■ **実施事項**:
a: 戦後教育に関する引用文において、憲法26条②は義務教育の費用をどう定めているか。
b: 戦後教育に関する引用文を、最後の文の次から続けて書き進めよ。

──────── 引用文

Ⅰ.戦後・民主教育
戦前・戦中―強力な中央集権的教育体制の下で、教育勅語と国定教科書によって、天皇のためにすすんで命を投げ出す臣民をつくる(子どもを「軍国少年・少女」に育てる)教育―それを反省。
憲法(26条)①すべての国民は、その能力に応じて等しく教育を受ける権利を有する。
(教育の機会均等。学習権・基礎学力の保障)
②すべての国民は、子女に普通教育を受けさせる義務を負う。義務教育は無償。
(25条)生きる権利(生存権)と(13条)幸福追求権―現在と未来における幸福の礎を築くための教育
子ども・若者一人ひとりの状況とニーズに応じた学習を保障し、成長・発達を保障
教育基本法(この憲法制定に合わせて制定され、第一次安倍政権によって改変される前までは)教育の目的は、一人ひとりの子どもの人間的な成長・発達、「人格の完成」にあり、また、どの子も「国家・社会の形成者」(すなわち国家の主権者であり、社会の主体的な担い手)として育て上げることにある、ということ。

────────────────
──────── 表示エントリ

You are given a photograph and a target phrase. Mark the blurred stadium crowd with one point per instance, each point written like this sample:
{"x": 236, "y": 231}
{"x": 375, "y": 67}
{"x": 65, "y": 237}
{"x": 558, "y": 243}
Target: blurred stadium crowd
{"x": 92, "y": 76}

────────────────

■ **解答**:
a: 義務教育は無償と定めている。

b:
そして教師たちによる「教育は(権力による)不当な支配に服することなく、(国家に対してではなく)国民全体に直接に責任を負って行なわれるべきもの」で、文科省や教育委員会による「教育行政は、教育に必要な諸条件の整備確立を目標として行なわれなければならない」などのことを定めていた。
6・3・3・4制
公立小・中・高は教育委員会が管理(小・中学校は市町村教委、高校は都道府県教委)
教育委員会制度―戦前教育の国家統制・権力支配の弊害を反省して、戦後、教育の民主化としてアメリカからの制度導入時は)公選制で住民が委員を直接選挙、会議はすべて公開だった。
その地域の教育行政を市民の代表である数人の教育委員が合議・決定―住民による学校自治で多元的な民意を行政に反映―特定の個人の判断や恣意を防ぐ。
政治的中立・権力から独立―首長から独立した教育行政委員会―直接国民(住民)にのみ責任負う―文部省や自治体首長・議会が所属する党派の利害に左右されない。
Ⅱ.[現状]―直面する教育問題
●教育委員会―1956年の改定(地方教育行政法―参院には警官500人を導入して強行採決)―委員は自治体首長が任命(議会の同意を得て)、非公開に。
非常勤、合議制(非公開―閉鎖的)・・・・東京都中野区の教委はしばらく準公選制を維持するも潰された。
教育長(委員会が委員のうちから任命、常勤)―事務局を統括し委員会の議事に助言
問題点―名誉職化(形骸化)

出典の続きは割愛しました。